PASSAGE GIVEN:
#####
What's allowed in the basic Marpa grammar

In my last post I wrote about what the different rewrites of more advanced rules would look like. The question now is, when do you have a grammar that's basic enough?

This is the basic configuration of the Marpa::XS class. In this configuration you can specify left hand sides and right hand sides and the star and plus operator. If your tree looks like this, then it's basic enough.

Parser    ::= Rule+
Rule      ::= Lhs DeclareOp Rhs
Lhs       ::= Name
Rhs       ::= Names
Rhs       ::= Name Star
Rhs       ::= Name Plus
Names     ::= Name+

This grammar consists of only 7 lines, so that's pretty good. This are the basics, but it assumes a few things.

  1. Ignores whitespace. This grammar completely ignores whitespace. It will work if your tokenizer removes whitespace from the front of each token before it passes it to the Recognizer.
#####
INFORMATION PROVIDED:
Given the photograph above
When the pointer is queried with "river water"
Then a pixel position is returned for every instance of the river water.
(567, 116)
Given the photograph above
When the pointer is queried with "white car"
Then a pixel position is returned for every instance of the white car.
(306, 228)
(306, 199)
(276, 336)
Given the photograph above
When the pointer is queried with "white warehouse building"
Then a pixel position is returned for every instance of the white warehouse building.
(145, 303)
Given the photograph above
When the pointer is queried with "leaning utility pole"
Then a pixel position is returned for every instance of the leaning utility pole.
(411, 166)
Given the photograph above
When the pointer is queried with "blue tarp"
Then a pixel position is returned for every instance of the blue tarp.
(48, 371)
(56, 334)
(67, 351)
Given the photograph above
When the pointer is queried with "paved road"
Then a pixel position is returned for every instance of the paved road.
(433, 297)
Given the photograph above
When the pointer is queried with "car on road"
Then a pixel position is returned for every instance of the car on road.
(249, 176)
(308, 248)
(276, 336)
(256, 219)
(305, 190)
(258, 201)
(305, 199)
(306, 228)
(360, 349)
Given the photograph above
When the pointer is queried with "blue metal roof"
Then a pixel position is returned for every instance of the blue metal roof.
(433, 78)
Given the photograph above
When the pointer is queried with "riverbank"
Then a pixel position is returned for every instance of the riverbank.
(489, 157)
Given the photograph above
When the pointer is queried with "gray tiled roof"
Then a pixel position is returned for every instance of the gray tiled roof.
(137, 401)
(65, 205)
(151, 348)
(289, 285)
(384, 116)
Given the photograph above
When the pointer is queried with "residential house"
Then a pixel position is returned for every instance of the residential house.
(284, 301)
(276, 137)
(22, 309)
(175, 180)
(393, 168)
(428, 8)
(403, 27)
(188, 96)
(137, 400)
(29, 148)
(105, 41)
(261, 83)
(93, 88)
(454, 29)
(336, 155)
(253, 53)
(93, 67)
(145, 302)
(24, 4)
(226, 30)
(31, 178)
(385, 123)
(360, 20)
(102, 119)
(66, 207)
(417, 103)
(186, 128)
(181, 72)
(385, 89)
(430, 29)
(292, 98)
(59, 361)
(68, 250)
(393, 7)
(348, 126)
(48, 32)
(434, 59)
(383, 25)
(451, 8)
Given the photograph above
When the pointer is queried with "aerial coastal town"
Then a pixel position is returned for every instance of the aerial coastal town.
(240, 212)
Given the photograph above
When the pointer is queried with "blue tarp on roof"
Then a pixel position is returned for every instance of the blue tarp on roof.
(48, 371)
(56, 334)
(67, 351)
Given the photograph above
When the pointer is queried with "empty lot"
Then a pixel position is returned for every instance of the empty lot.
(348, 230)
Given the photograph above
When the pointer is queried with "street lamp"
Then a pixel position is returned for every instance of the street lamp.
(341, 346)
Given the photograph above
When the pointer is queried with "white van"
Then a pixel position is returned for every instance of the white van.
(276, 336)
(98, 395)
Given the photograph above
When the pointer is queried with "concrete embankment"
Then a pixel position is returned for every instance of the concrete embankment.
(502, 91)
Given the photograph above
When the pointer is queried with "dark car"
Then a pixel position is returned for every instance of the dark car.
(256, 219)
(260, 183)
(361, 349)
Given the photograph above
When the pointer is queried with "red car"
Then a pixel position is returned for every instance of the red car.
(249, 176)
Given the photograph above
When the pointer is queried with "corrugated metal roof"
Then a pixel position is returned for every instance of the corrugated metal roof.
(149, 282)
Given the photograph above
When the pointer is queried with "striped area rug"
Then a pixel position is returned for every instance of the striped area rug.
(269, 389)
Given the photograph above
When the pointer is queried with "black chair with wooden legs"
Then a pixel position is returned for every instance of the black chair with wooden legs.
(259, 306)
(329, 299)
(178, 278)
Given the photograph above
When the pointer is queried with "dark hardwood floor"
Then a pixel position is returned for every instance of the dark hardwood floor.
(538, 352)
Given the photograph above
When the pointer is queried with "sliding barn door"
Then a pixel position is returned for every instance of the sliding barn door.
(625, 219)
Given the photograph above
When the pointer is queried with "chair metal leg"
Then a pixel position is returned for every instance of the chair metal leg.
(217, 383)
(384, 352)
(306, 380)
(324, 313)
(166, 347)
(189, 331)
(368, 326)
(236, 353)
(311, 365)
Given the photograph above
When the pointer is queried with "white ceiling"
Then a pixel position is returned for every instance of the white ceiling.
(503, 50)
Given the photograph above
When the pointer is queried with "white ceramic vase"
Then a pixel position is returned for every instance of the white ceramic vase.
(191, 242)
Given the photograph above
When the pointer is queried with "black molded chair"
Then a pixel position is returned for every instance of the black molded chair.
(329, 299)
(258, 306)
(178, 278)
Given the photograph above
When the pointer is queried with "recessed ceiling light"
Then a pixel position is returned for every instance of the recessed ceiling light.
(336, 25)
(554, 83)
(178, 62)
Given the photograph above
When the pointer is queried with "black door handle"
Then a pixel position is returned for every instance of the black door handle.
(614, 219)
#####
CHALLENGES:
1. In the Marpa grammar post, which two operators can be specified in the basic configuration of the Marpa::XS class?
2. Carry on the Marpa grammar post from the point where it stops.
The listing is separate from the Marpa grammar post.

RESULTS IN ORDER:
1. The star and plus operators.

2.
  2. DeclareOp, Name, Star and Plus are terminals which are recognized by the tokenizer.
  3. Tokens and actions are declared somewhere else. In the grammar that I used I can specify characters, regex tokens and actions. See github/MarpaX-Parser-Marpa.

A grammar rewriter should be able to rewrite the advanced rules to a grammar that looks like this.

I will leave you with the following example, that tries to match 0 or 1 occurences of B.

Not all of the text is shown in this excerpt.